◆ WHAT YOU NEED TO DO
Below are some records. Pull every line that contains the word "instance".

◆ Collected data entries
»»
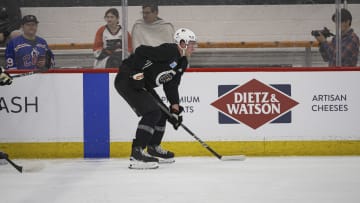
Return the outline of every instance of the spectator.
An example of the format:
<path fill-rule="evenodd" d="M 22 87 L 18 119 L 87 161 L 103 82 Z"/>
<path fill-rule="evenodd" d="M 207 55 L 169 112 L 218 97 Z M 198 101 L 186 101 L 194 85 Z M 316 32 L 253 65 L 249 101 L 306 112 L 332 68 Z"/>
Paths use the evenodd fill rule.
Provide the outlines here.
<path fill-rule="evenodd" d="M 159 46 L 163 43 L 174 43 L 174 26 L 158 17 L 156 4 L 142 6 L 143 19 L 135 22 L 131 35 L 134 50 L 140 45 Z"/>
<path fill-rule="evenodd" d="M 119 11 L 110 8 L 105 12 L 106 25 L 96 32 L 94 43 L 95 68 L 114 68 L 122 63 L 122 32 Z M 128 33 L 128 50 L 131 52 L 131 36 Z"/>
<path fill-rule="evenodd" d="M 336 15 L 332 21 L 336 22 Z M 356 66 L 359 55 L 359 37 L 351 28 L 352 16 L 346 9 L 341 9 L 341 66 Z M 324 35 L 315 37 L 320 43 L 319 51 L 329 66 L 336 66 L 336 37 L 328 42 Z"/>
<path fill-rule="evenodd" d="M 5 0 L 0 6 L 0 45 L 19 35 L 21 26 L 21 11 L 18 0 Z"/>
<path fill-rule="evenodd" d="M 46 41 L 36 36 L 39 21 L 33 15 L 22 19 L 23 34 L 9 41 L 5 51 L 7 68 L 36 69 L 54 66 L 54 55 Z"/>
««
»»
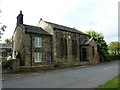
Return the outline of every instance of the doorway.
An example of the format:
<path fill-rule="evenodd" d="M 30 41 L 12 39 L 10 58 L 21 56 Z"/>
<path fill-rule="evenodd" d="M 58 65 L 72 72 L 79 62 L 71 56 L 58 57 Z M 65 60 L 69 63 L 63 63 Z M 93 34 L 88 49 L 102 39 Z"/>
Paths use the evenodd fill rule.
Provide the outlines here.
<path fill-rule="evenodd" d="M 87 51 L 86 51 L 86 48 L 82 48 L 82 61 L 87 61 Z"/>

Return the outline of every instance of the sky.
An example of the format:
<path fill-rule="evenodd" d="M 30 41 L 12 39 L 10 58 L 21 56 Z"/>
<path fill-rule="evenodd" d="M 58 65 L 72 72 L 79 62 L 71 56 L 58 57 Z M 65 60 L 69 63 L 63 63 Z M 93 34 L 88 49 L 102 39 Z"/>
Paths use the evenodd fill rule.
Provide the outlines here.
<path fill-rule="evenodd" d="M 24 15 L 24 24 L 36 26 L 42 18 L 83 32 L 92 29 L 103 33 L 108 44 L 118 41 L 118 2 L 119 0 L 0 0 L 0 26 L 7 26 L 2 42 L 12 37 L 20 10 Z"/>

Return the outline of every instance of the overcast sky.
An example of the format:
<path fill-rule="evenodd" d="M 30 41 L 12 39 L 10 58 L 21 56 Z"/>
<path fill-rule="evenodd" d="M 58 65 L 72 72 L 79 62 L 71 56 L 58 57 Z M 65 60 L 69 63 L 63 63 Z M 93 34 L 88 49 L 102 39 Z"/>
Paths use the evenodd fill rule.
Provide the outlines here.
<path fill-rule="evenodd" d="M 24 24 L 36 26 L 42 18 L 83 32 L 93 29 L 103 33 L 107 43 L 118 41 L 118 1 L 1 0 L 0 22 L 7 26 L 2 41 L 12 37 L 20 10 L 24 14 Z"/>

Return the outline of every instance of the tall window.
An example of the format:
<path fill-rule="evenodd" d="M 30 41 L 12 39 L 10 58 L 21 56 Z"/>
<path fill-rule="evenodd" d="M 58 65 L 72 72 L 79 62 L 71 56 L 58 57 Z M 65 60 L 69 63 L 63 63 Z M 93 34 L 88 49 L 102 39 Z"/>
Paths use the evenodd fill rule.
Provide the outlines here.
««
»»
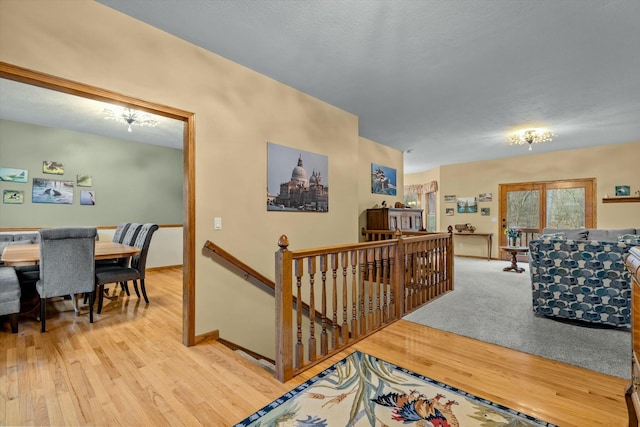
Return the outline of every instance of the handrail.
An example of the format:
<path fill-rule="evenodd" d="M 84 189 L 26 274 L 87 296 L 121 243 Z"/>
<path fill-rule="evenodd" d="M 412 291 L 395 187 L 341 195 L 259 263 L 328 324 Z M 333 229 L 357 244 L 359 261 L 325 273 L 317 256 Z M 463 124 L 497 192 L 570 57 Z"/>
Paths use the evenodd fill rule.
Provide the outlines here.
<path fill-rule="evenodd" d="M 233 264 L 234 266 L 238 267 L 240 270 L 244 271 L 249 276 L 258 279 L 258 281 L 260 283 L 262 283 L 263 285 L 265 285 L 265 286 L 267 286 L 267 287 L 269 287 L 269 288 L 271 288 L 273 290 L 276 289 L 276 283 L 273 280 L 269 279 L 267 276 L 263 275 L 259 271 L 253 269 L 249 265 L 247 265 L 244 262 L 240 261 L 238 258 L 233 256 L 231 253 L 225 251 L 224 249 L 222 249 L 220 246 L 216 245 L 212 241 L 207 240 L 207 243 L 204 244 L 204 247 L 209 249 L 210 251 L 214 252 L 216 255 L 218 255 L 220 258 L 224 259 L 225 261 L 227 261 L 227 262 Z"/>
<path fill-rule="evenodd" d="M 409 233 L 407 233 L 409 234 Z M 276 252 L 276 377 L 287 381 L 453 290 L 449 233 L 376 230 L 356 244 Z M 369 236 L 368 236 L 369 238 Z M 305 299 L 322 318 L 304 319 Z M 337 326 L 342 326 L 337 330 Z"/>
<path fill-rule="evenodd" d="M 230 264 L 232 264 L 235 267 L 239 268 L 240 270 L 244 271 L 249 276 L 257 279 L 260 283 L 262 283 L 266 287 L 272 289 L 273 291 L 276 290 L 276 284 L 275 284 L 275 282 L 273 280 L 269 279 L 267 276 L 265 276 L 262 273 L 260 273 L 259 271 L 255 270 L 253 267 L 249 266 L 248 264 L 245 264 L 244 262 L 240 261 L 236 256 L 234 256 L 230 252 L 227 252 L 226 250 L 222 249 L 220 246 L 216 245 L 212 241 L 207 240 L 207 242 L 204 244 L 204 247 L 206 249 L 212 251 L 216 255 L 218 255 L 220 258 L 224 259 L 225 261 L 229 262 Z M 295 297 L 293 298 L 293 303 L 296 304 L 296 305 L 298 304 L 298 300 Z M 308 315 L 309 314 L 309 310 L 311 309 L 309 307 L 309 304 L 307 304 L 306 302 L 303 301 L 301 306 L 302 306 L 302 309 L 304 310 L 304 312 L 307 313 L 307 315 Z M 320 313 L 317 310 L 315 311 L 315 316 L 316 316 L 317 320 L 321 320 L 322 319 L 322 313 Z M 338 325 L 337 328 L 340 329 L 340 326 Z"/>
««
◆ RESPONSE AREA
Return the outline of every instance of the spectator.
Return the outline of every instance of the doorway.
Return the outline of every instance of the sky.
Return the outline of every instance of the overcast sky.
Return the outline of every instance of the tall window.
Return the outline of every instance of the handrail.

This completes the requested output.